From the first line to the last, return the data exactly, with no pictures.

*** Opening MATERIAL FOR THE TASK ***

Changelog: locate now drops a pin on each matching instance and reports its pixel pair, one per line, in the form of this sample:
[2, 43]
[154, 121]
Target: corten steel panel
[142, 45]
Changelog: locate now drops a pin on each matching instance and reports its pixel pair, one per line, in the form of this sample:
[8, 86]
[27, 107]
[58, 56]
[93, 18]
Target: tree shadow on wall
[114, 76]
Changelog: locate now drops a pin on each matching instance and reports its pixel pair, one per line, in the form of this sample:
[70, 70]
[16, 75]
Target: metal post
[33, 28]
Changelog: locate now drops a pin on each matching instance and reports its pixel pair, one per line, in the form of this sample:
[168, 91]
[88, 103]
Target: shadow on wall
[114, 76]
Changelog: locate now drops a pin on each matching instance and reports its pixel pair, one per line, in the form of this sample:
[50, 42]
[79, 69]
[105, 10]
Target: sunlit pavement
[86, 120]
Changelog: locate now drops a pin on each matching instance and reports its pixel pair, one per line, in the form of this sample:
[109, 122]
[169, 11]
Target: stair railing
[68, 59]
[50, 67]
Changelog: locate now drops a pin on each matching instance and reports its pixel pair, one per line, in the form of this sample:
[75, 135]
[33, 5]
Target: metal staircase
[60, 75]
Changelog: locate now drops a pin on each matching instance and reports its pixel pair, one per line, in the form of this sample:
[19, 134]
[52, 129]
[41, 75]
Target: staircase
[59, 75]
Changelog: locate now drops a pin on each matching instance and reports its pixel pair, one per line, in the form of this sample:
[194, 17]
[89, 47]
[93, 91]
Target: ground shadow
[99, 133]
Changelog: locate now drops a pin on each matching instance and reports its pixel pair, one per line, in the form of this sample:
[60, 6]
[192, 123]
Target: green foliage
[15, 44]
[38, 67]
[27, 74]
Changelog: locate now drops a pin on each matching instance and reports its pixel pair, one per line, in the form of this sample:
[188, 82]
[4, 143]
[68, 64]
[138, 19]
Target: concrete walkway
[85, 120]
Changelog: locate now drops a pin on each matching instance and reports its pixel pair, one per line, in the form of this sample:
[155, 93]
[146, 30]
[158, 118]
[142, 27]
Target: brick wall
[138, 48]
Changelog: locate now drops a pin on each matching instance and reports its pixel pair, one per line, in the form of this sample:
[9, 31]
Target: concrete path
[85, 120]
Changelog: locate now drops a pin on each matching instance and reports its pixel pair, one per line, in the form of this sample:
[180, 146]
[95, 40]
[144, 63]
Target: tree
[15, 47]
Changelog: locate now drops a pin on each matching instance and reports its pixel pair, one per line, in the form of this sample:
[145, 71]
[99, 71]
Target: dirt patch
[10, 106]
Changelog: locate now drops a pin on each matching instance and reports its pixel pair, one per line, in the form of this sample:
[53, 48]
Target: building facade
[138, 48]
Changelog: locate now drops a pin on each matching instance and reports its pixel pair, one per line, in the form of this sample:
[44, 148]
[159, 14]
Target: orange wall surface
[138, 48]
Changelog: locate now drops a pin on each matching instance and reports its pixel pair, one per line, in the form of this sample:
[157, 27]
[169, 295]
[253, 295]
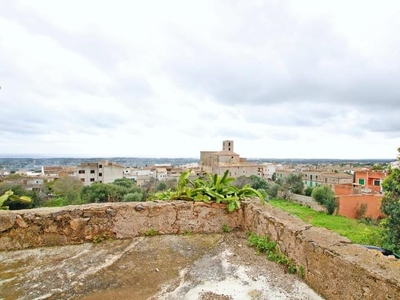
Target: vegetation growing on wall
[265, 245]
[9, 198]
[358, 232]
[213, 188]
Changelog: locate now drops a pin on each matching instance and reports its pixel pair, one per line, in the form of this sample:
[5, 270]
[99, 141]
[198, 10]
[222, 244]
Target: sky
[283, 79]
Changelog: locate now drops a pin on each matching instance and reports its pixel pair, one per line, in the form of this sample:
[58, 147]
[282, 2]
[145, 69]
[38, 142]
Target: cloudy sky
[283, 79]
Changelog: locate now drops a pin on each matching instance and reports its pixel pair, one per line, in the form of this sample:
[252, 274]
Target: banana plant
[213, 188]
[9, 195]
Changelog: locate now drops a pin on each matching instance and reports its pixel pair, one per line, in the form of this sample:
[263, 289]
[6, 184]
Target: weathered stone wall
[77, 224]
[333, 266]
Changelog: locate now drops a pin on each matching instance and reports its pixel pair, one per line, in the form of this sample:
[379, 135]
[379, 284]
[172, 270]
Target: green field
[354, 230]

*** Closing MATERIAL FOR THE TASK ***

TASK ANSWER:
Changelog: locate now drops a pin on each matching instance and reports its pixel pair, one per line, in the form of this sample:
[2, 43]
[154, 121]
Target: corten steel panel
[142, 45]
Changelog: locate now drops a pin on each matching instance and reports its pixel pair, one per line, in the form of this sample:
[8, 86]
[27, 107]
[58, 56]
[93, 18]
Target: tree shadow on wall
[114, 76]
Changelog: locate now drops a pin on each matching instance and reports its pixel pair, one per line, in the form of this sample:
[70, 70]
[16, 75]
Target: metal post
[33, 28]
Changelog: locate now drops a pin on each matching instance and reports its pixel pair, one per line, in the form of this sample:
[168, 91]
[88, 103]
Target: shadow on wall
[114, 76]
Changelog: locate now drops a pin on each matching instance and reports its pixel pair, one per line, in the form of this sample:
[50, 42]
[79, 69]
[105, 10]
Target: sunlit pavement
[86, 120]
Changelog: locate now drops a pin on each matching instance and reports its pixel pair, one per line, in the form of this sample:
[109, 122]
[169, 11]
Target: stair railing
[68, 59]
[50, 67]
Changelog: locate now drops a pin on each matching instance and reports its pixel pair, one per line, in the form of this sample:
[75, 135]
[33, 5]
Target: metal staircase
[60, 75]
Changelog: locate now drops a pin on each matching instance and reports its pixel pair, one per line, in the form of this sample:
[19, 134]
[52, 129]
[41, 75]
Target: staircase
[59, 75]
Changelog: locate now drops a pin on each matching instance and reports its pixel pair, one per line, in the form of this sample:
[194, 17]
[89, 47]
[93, 91]
Target: ground shadow
[99, 133]
Changelog: locate now drops a pin on each matching instance and reports its pixel pair, one per line, in the form of this sample:
[60, 6]
[192, 123]
Target: green foliage
[15, 44]
[38, 67]
[27, 74]
Changelog: locate now drops a pin on each matching instance and reports its pixel pair, one per line, in the form of this sample:
[188, 82]
[4, 143]
[68, 64]
[138, 19]
Target: concrete walkway
[85, 120]
Changelog: locate now drops a pin on each matching instance and reports its pixel pair, one per line, in the form of this sample:
[155, 93]
[146, 30]
[158, 118]
[142, 27]
Target: brick wall
[138, 48]
Changelog: locate now drops a pin on each matching instance and reports its pixel pair, one per line, in the form of this sample:
[9, 31]
Target: concrete path
[85, 120]
Changelog: locate now drops a pin on each matching instance and reports its pixel pair, one per line, in the form of this sample:
[180, 146]
[95, 40]
[144, 63]
Target: tree
[15, 47]
Changelog: locate now drops a pin on each matching instance and reports its pixel pair, one per line, in the form of this sample:
[145, 71]
[99, 71]
Target: dirt patch
[10, 106]
Changelog: locate now drops a pin on each matching instance and reports its pixel pair, one per line, in the form of this sample:
[53, 48]
Target: building facade
[138, 48]
Changelog: locate now drops a pin on each matching instance and reports its pixel pair, one per line, in the form of this sample:
[44, 148]
[159, 14]
Target: orange wall surface
[138, 48]
Changelog: locate now drops a pin on each matching instance and reports its pixel pair, one per line, in the form of this sample:
[157, 27]
[169, 295]
[253, 295]
Target: vegetation growing on wall
[265, 245]
[9, 198]
[358, 232]
[213, 188]
Changelog: locate now drops a pin on each matching instance and reports its pixel pair, one per line, in the form of this sample:
[5, 270]
[99, 141]
[198, 10]
[222, 244]
Target: sky
[283, 79]
Changelog: locate now drops a pin on each matching instance and reports its pixel pair, one per line, in the form of this sample:
[58, 147]
[282, 2]
[145, 69]
[38, 142]
Target: cloudy sky
[283, 79]
Changelog: locate now drops a pin on each matching instance and reports its pixel pair, one per line, in the form of this sample:
[252, 274]
Target: banana plant
[213, 188]
[9, 195]
Changelog: locate now drops a pin on each matching instance and reports its pixel pair, one per line, in the form of this sample:
[263, 289]
[6, 184]
Target: weathered stone wall
[77, 224]
[333, 266]
Changelog: locate now drops a pin on each matching instance and reports its pixel pair, one per line, in the form of this sample:
[379, 135]
[379, 284]
[172, 270]
Target: green field
[354, 230]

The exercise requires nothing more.